*** Opening TEXT PASSAGE ***

Monday, May 04, 2020

"Quiet consolations"

Published in late February, Teju Cole's article in praise of photobooks as a source of solace couldn't have been much more timely. Who among us isn't currently recoiling from the horrors of daily reality and trying to escape to their metaphorical happy place?

For Cole, even "brief immersion" in the pages of a favourite photobook "provisionally repairs the world". As sequences of pictures rather than individual shots, they reveal "not only what something looks like but how someone looks". Indeed, it is the sequencing of the images that makes a photobook "truly special": "Look at this, the photographer says, then look at this, then look at this one. All books are chronological, but the feeling of being guided, of being simultaneously surprised and satisfied, is particularly intense in photobooks." (Sequencing, it's worth noting, is also precisely what makes Geoff Dyer's The Ongoing Moment - a book about photography, rather than of photography - so good: the echoes, connections, parallels and contrasts that he teases out from one image to the next.)

Of course, the selection and arrangement of photos is important in an exhibition too, and you could argue (as, for instance, David Hurn has of Bruce Davidson) that contact sheets also give an insight into the way a particular photographer thinks. But Cole argues - in terms that this former book production editor readily understands - that great photobooks owe much of their power to the aesthetic appeal of their materiality: "the paper; print quality; stitching and binding; the weight, colour and texture of the cover; the design and layout of the interior; the size and colour balance of the images; the decision to use gatefolds or to print across the gutter; the choice to include or exclude text and, if so, how much of it, where in the book, and in what font; the trim size and heft of the book; even the smell of the ink!"

*** Closing TEXT PASSAGE ***

WORK REQUEST 1 ->
Answer these questions from the text on photobooks, one answer per line, marked (a), (b) and (c) like the questions:
(a) When was Teju Cole's article published?
(b) Which book is described as a book about photography rather than of photography?
(c) Of which photographer has David Hurn argued that contact sheets give insight into the way a particular photographer thinks?
WORK REQUEST 2 -> Summarize the text on photobooks in two sentences.
WORK REQUEST 3 -> Reproduce a passage from the text on photobooks word for word, beginning at the words "Monday, May 04, 2020" and stopping after "metaphorical happy place?".

*** Opening EXERCISE DATA ***

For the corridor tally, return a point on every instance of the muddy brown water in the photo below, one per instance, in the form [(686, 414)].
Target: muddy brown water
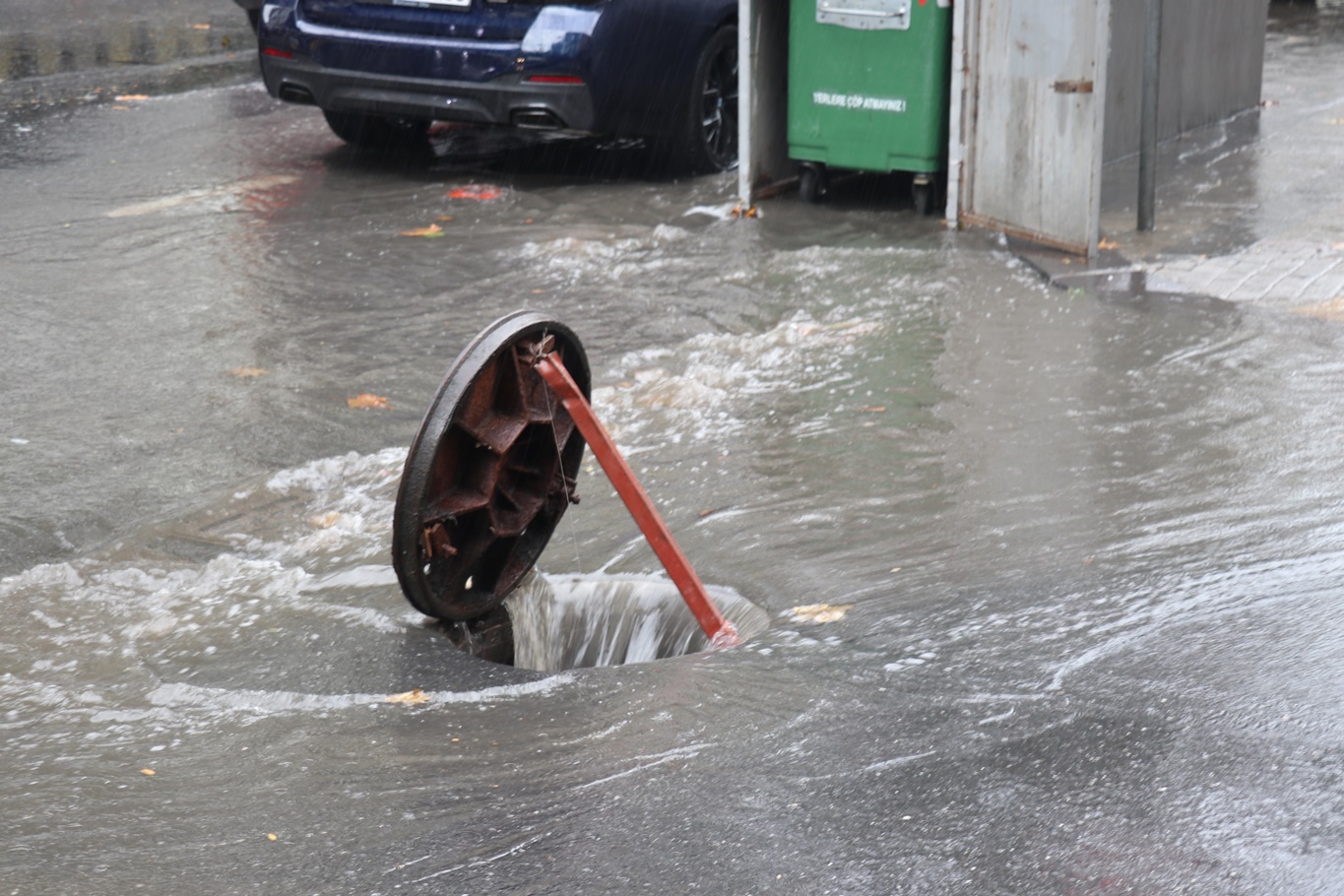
[(1090, 545)]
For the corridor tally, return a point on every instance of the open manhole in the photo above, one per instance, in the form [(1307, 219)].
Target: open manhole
[(488, 478)]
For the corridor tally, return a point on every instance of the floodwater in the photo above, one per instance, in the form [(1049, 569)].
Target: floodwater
[(1090, 545)]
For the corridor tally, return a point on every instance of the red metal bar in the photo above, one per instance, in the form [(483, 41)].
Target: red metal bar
[(719, 630)]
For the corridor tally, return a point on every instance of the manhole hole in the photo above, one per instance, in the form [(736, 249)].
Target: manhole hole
[(579, 620), (486, 480)]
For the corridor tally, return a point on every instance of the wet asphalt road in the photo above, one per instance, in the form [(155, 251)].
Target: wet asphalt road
[(1089, 544)]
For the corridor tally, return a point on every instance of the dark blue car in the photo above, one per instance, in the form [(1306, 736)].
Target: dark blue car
[(660, 70)]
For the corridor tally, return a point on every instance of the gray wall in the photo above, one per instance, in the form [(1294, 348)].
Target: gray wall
[(1211, 65)]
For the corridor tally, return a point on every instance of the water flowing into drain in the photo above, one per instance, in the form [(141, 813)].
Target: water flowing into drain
[(571, 620), (489, 475)]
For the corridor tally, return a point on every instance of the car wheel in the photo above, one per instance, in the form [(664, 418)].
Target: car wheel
[(374, 131), (713, 129)]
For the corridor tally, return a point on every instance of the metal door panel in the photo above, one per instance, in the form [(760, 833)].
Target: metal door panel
[(1035, 98)]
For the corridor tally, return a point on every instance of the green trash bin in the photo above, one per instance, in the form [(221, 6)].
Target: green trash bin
[(868, 89)]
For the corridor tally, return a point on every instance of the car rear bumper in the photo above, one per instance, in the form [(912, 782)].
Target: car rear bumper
[(507, 99), (433, 78)]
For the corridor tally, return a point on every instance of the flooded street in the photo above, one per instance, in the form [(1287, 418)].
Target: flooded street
[(1090, 543)]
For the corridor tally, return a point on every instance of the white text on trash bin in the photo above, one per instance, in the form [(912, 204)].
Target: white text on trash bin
[(855, 101)]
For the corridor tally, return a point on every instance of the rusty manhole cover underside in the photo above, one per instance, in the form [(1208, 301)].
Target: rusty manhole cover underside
[(489, 473)]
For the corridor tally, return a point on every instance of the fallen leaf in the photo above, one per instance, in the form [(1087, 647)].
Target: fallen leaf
[(368, 401), (480, 192), (433, 229), (820, 611), (1328, 310)]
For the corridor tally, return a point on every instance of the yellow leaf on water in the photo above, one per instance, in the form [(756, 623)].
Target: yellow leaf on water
[(820, 611), (433, 229), (368, 401)]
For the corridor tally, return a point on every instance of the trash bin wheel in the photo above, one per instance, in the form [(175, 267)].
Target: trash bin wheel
[(489, 473), (810, 183), (923, 198)]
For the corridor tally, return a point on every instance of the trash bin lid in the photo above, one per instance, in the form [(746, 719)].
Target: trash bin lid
[(490, 471)]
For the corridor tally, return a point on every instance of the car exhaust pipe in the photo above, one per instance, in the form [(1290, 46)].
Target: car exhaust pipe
[(295, 93), (537, 120)]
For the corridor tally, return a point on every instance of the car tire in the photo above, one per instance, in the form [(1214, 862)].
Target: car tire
[(374, 131), (706, 140), (713, 128)]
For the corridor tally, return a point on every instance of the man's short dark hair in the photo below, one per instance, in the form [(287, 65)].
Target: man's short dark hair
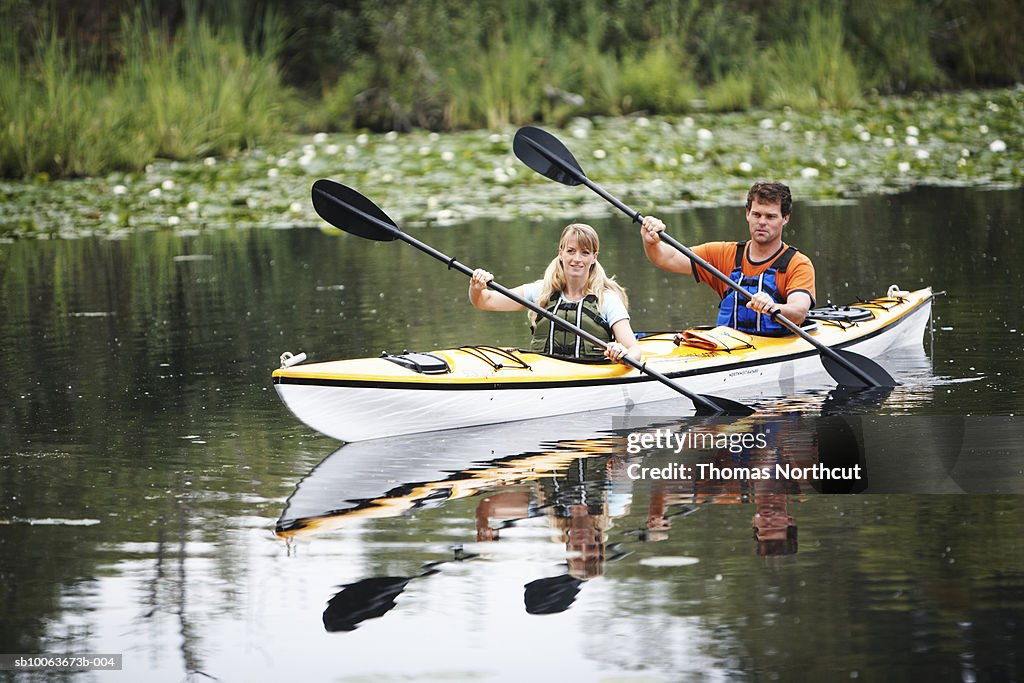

*** Closing EXERCISE DATA ***

WRITTEN ANSWER 1 ->
(a) In late February
(b) Geoff Dyer's The Ongoing Moment
(c) Bruce Davidson

WRITTEN ANSWER 2 -> Teju Cole's article, published in late February, praises photobooks as a source of solace and argues that the sequencing of their images is what makes them truly special. Cole also argues that great photobooks owe much of their power to the aesthetic appeal of their materiality, from the paper and binding to the smell of the ink.

WRITTEN ANSWER 3 ->
Monday, May 04, 2020

"Quiet consolations"

Published in late February, Teju Cole's article in praise of photobooks as a source of solace couldn't have been much more timely. Who among us isn't currently recoiling from the horrors of daily reality and trying to escape to their metaphorical happy place?